WHAT THIS TASK INVOLVES = Count how many lines in the items below contain the word "image". Reply with the number alone.

[Entries from an annotation dataset]
········

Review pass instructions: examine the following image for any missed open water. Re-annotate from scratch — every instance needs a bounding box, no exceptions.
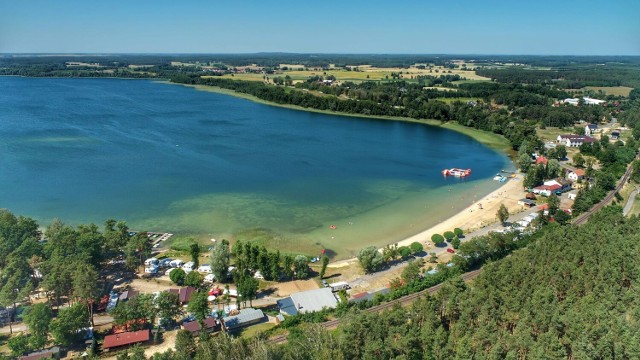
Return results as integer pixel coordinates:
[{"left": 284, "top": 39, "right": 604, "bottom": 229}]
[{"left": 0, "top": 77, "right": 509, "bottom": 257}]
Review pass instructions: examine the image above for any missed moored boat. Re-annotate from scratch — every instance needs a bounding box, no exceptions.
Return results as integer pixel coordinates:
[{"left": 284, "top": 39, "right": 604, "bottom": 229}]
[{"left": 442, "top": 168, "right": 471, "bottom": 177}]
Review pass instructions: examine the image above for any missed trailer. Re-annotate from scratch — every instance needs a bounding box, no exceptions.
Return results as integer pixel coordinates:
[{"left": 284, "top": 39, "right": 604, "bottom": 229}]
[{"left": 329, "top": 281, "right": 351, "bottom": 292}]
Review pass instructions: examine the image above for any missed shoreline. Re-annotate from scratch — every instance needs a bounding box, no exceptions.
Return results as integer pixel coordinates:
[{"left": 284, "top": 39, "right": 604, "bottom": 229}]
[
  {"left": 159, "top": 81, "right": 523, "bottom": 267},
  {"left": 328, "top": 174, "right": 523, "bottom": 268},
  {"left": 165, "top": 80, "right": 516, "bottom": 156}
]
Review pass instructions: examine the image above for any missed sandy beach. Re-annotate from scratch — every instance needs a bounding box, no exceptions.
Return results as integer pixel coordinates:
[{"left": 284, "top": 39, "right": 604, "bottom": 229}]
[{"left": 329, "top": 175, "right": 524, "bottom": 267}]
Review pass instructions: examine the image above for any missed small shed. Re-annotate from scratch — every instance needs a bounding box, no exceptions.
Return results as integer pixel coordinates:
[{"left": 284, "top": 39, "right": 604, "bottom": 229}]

········

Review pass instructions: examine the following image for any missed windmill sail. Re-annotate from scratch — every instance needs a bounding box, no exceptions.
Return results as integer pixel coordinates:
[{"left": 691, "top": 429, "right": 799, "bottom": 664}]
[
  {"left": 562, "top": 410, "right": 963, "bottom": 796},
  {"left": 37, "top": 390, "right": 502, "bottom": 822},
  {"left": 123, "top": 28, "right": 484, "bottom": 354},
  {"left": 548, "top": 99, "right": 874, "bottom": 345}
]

········

THE ANSWER = 7